##### RECORDS FOR THIS TASK #####

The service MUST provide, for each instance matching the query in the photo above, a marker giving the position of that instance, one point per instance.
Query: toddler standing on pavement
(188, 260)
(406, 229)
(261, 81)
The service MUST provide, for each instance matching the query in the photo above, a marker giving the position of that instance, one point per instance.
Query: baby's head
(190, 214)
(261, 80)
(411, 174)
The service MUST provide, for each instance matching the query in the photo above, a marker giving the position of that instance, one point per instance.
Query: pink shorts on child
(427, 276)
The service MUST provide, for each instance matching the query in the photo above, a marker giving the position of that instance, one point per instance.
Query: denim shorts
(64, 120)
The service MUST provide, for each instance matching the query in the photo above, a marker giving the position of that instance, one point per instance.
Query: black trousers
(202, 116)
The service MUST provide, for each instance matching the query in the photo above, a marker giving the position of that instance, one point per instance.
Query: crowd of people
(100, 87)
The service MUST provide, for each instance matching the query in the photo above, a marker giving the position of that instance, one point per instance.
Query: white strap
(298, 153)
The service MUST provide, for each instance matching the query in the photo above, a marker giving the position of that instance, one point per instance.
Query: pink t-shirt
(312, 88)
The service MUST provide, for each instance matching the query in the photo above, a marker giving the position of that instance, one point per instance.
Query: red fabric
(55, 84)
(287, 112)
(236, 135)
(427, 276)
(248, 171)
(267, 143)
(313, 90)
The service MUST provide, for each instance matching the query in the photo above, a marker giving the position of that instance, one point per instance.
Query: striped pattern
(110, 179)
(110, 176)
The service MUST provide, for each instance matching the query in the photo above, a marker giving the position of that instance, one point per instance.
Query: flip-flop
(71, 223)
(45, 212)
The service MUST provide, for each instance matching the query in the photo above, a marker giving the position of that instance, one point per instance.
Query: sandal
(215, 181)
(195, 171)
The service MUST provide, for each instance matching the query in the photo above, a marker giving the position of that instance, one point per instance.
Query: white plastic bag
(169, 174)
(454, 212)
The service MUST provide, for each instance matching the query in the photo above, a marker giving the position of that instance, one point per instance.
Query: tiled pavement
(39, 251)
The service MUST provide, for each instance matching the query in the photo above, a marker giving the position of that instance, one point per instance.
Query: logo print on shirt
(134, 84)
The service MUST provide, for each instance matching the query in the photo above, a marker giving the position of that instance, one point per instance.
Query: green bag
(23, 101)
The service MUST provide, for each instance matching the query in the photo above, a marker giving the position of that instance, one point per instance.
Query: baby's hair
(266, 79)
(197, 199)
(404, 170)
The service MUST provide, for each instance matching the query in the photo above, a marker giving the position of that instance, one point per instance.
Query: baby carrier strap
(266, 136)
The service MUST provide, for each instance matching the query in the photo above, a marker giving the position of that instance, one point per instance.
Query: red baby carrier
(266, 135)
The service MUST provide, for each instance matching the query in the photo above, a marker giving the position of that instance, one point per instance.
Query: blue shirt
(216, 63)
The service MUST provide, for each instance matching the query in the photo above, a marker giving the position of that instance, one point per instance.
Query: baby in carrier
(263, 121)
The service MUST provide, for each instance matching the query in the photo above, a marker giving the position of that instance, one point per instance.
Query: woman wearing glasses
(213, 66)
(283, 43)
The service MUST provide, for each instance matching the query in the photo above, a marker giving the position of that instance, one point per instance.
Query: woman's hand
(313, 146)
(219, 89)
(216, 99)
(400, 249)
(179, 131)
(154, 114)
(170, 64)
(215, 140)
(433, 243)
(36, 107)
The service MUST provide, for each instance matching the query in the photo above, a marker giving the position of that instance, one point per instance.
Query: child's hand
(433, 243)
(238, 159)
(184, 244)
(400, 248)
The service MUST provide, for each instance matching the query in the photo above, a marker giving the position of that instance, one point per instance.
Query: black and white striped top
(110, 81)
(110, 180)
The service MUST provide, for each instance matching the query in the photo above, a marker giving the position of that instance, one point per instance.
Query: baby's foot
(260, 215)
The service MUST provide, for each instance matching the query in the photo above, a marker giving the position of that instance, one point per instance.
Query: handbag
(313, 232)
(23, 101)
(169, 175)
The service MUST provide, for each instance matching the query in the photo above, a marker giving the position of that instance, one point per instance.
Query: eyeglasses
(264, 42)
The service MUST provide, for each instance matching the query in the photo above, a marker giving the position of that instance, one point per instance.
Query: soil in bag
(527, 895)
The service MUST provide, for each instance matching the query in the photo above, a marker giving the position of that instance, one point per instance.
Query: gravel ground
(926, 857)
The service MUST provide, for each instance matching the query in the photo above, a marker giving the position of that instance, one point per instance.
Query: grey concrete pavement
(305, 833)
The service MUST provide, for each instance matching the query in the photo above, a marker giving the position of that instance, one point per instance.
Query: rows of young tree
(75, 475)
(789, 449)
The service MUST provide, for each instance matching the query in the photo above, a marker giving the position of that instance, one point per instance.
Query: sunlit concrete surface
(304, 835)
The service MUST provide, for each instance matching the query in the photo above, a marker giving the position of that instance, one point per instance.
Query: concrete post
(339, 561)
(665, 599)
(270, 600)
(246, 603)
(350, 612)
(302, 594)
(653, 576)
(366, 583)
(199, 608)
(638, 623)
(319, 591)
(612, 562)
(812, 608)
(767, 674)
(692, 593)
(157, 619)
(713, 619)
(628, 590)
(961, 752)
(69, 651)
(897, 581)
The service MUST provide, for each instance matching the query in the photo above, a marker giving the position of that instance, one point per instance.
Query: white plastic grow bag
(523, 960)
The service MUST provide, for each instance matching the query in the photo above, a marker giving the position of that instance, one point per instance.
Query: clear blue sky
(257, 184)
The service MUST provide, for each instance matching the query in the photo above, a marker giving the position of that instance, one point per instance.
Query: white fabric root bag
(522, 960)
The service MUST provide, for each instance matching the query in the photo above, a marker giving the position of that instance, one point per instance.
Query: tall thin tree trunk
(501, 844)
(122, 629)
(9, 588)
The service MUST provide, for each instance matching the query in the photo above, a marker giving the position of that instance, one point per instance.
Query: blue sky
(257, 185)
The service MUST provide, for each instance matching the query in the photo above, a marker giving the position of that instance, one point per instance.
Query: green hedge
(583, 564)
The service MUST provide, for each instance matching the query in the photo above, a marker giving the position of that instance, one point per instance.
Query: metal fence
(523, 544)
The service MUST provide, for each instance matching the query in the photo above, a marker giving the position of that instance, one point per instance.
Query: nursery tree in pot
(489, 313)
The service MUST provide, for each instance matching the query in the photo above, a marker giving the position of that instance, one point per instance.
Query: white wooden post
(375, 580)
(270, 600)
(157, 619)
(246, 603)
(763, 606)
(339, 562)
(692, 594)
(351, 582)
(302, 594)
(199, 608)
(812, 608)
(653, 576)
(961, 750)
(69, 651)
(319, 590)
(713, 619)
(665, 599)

#####

Restate the listing in full, preserving every word.

WORKED SOLUTION
The service MUST provide, for each instance matching the query in the photo above, a marker giving the position of that instance, one point per instance.
Query: toddler standing on pavement
(188, 260)
(406, 229)
(261, 81)
The service MUST provide, for each instance matching the query in the photo above, a marker giving the position of that instance, one point per instance.
Query: baby's head
(190, 214)
(261, 80)
(411, 174)
The service MUST provide, for each instance matching the query in the photo above, a marker giving the position of that instance, one point per instance.
Query: pink shorts on child
(427, 276)
The service MUST provide, for each instance matching the query in the photo above, a marker giving the position of that instance, one point per instance.
Query: denim shorts
(64, 120)
The service MUST provide, for each instance matching the query in the photo above, a marker giving the position of that instance, one point per instance.
Query: black trousers
(202, 116)
The service MUST provide, for each instance matching the query in the photo above, a marker giving the position of that instance, one point per instance.
Query: crowd of people
(100, 87)
The service MUST provide, for each instance matching the query in the photo above, a marker giving the position of that instance, one point per instance.
Query: white strap
(298, 153)
The service MUST provide, for each instance matching the query in the photo above, a marker giving the position of that instance, one point per instance.
Query: pink t-shirt
(312, 88)
The service MUST provide, for each instance matching the query in the photo above, a marker giving the position of that instance, one point per instance.
Query: red fabric
(55, 84)
(287, 112)
(236, 135)
(427, 276)
(248, 171)
(267, 143)
(313, 90)
The service MUST provide, for each instance matching the query in the photo above, a marker giving the position of that instance, one point per instance.
Query: striped pattern
(110, 179)
(110, 176)
The service MUST provide, for each instance matching the query in the photo above, a marker giving the position of that instance, one point per instance.
Query: flip-flop
(71, 223)
(45, 212)
The service MUST provide, for each instance matching the query in the photo above, a marker giving the position of that instance, one point per instance.
Query: sandal
(215, 181)
(195, 171)
The service MUST provide, for each instance matching the query in the photo above, a marker giving the position of that instance, one point per instance.
Query: white plastic bag
(169, 174)
(454, 212)
The service MUST provide, for each instance matching the query in the photo above, a marker giving the position of that instance, one point per instance.
Query: tiled pavement
(39, 251)
The service MUST provide, for each instance matching the query in the photo above, a marker giving the position of that instance, one point per instance.
Query: logo print on shirt
(134, 84)
The service MUST provide, for each instance matching the query in the photo above, a marker giving the position of that instance, one point per instance.
Query: green bag
(23, 101)
The service MUST provide, for each instance matching the query in the photo above, a marker giving the position of that instance, one point per instance.
Query: baby's hair
(266, 79)
(197, 199)
(404, 170)
The service MUST provide, for each instance matching the query in the photo above, a marker giving the position of that instance, one point per instance.
Query: baby carrier strap
(266, 136)
The service MUST provide, for each instance matching the query in the photo above, a marker giving the position of that instance, one point per instance.
Query: red baby carrier
(266, 135)
The service MUST provide, for each instance matching the query in the photo above, a marker giving the position of that instance, one point per instance.
Query: blue shirt
(216, 63)
The service MUST provide, for each instance matching the query in the photo above, a marker giving the position of that instance, one point per instance.
Query: baby in carrier
(263, 121)
The service MUST provide, for each instance matching the query in the photo above, a marker giving the position of that instance, one point per instance.
Query: woman wearing glasses
(213, 66)
(283, 43)
The service MUST provide, for each instance matching the query in the photo above, a marker giving the position of that instance, one point per instance.
Query: woman's hand
(313, 146)
(219, 89)
(216, 99)
(400, 249)
(179, 131)
(154, 114)
(170, 64)
(215, 140)
(433, 243)
(36, 107)
The service MUST provide, for each instance matching the query in the photo above, a marker giving the position of that instance, one point per instance.
Query: child's hand
(433, 243)
(238, 159)
(184, 244)
(400, 248)
The service MUST provide, for each instance matching the query in the photo above, a marker giving the position of that instance, one point per instance.
Query: black and white striped top
(110, 81)
(110, 180)
The service MUST provide, for each instance matching the query in the photo above, a marker giving the position of that instance, one point per instance.
Query: baby's foot
(260, 215)
The service MUST provide, for each instance matching the query in the photo above, a marker giving the position of that instance, one point per instance.
Query: handbag
(313, 232)
(23, 101)
(169, 175)
The service MUST provide, for each instance matching the query in the photo above, a marker giving the position of that instance, one point per instance.
Query: eyeglasses
(264, 42)
The service MUST provide, for each instance matching the query in the photo above, a marker giving the position of that instance, one point per instance.
Query: soil in bag
(527, 895)
The service MUST provide, for each instance matching the query in the photo above, a marker giving the position of that instance, one point per instance.
Query: gravel ground
(926, 857)
The service MUST provide, for each instance matching the query in the photo above, a marker giving the position of that instance, one point per instance.
Query: grey concrete pavement
(305, 833)
The service MUST provide, for each instance matching the query in the photo above, a marker giving the position of that instance, one point per instance.
Query: rows of young tree
(75, 475)
(789, 449)
The service MUST provide, for each instance matching the query in the photo above, a marker giving the position of that instance, one point per instance.
Query: sunlit concrete surface
(304, 835)
The service MUST provide, for each instance matching the query in the photo above, a marker giving the position of that instance, one point per instance.
Query: concrete post
(339, 561)
(665, 599)
(270, 600)
(246, 603)
(350, 612)
(302, 594)
(653, 576)
(366, 583)
(199, 608)
(638, 623)
(319, 591)
(612, 562)
(812, 608)
(767, 674)
(692, 593)
(157, 619)
(713, 619)
(628, 590)
(961, 752)
(69, 651)
(897, 581)
The service MUST provide, for each instance matching the query in the photo above, a marker giving the position of that instance, one point per instance.
Query: white plastic grow bag
(523, 960)
The service MUST provide, for each instance matching the query in the photo above, a marker giving the position of that instance, one point per instance.
Query: clear blue sky
(257, 184)
The service MUST provide, for each instance matching the query in the photo above, a marker giving the position of that instance, one point per instance.
Query: white fabric root bag
(522, 960)
The service MUST provide, for each instance matching the query in the photo above, a marker giving the position of that instance, one point per instance.
Query: tall thin tree trunk
(501, 844)
(122, 629)
(9, 588)
The service MUST provide, for each instance matching the query in the photo above, a marker giving the position of that instance, one point per instance.
Query: blue sky
(257, 185)
The service MUST provide, for each instance matching the query in the photo above, a marker giving the position of that instance, one point per instance.
Query: green hedge
(583, 564)
The service MUST provide, for each instance matching the query in the photo above, a marker giving the position of that instance, one point per instance.
Query: metal fence
(523, 544)
The service MUST provide, for each instance matching the query in the photo above, a marker giving the position of that instance, one point per instance.
Query: nursery tree in pot
(489, 313)
The service MUST provide, for each instance matching the query in the photo above, a marker giving the position of that instance, one point per instance.
Query: white wooden post
(375, 580)
(270, 600)
(157, 619)
(246, 603)
(763, 606)
(339, 562)
(692, 594)
(351, 582)
(302, 594)
(199, 608)
(812, 608)
(653, 576)
(961, 750)
(69, 651)
(319, 590)
(713, 619)
(665, 599)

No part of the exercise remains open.